But what is it that you REALLY want? Respect? Acceptance? Peace? We are a nation of many cultures. We are a church of many perspectives. What does Love Your Neighbor really mean?

I am reminded of the television spots that have run so frequently since the tragedies of 9/11. You know the one, the many faces of America, one by one, proclaiming: "I AM an American." "I am an AMERICAN." "I am an American." 

Somehow during the past year, we have pulled together as an American Family, as a family brought together by tragedy. Sure, Uncle Harry still cracks stupid jokes, and our sister Janey is still dating that jerk -- but they are OUR uncle Harry and OUR sister Janey -- and they are still OUR Family. 

The family down the street still votes wrong -- every single time -- we can tell by the political signs he puts in his yard. And the family down the road still has that bright pink house with the green trim. But they are OUR neighbors. The neighborhood wouldn't be the same without them.

I suppose we could extend this way of thinking to our church family, as well. Jesus would. Most of us haven't changed much in the past few years. We believe what we believe and we know how Scripture speaks to us. But, I for one can proudly proclaim: "I am a Presbyterian." And each of the many faces of Presbyterianism can do the same thing. I can see the television spot now: "I am a Presbyterian" ringing from pew to pew.

The charge this morning was to help provide a spiritual foundation for Labor Day. Perhaps my comments have been a bit rambling, but heartfelt nonetheless. A bit of history, a couple of saints, a grievance procedure, and our Lord's wish for us to Love One Another -- or at the very least, "show a little respect."  

In closing, I'd like to offer a prayer I adapted from an old Presbyterian Worshipbook. You might recognize it. I offer it in the spirit of Dorothy Day and Mother Jones, and the Host of Saints through the generations who have worked for the betterment of our world and our people. I also offer it in memory of those who died at work just about a year ago, September 11:

It's a responsive prayer, so when I point to you, your part is:

"Work along side them, O God."

By the power of an Almighty, Universal Mystery -- whom we call God -- the sick are healed, the grieving are comforted, and the hopeless find hope, renewed life, work and love. Creator of the universe, you are ever at work with us in our world.

### Extracted material
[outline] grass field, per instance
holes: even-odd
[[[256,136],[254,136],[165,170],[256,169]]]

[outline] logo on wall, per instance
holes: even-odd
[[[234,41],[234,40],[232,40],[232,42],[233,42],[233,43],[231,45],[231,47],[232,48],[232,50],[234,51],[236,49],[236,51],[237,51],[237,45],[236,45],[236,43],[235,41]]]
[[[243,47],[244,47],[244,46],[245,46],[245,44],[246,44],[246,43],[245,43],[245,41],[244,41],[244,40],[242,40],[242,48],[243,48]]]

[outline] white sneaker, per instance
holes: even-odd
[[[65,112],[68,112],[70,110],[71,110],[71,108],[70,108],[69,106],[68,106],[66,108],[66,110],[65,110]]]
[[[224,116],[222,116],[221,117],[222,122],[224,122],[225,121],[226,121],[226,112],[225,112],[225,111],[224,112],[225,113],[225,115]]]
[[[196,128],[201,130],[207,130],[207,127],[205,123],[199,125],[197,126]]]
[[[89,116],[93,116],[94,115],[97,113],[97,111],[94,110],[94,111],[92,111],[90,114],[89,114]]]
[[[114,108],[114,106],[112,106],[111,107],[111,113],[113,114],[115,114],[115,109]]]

### To do
Echo the passage of the Labor Day sermon from "By the power" to "in our world.". The records play no part in what follows.

### Task response
By the power of an Almighty, Universal Mystery -- whom we call God -- the sick are healed, the grieving are comforted, and the hopeless find hope, renewed life, work and love. Creator of the universe, you are ever at work with us in our world.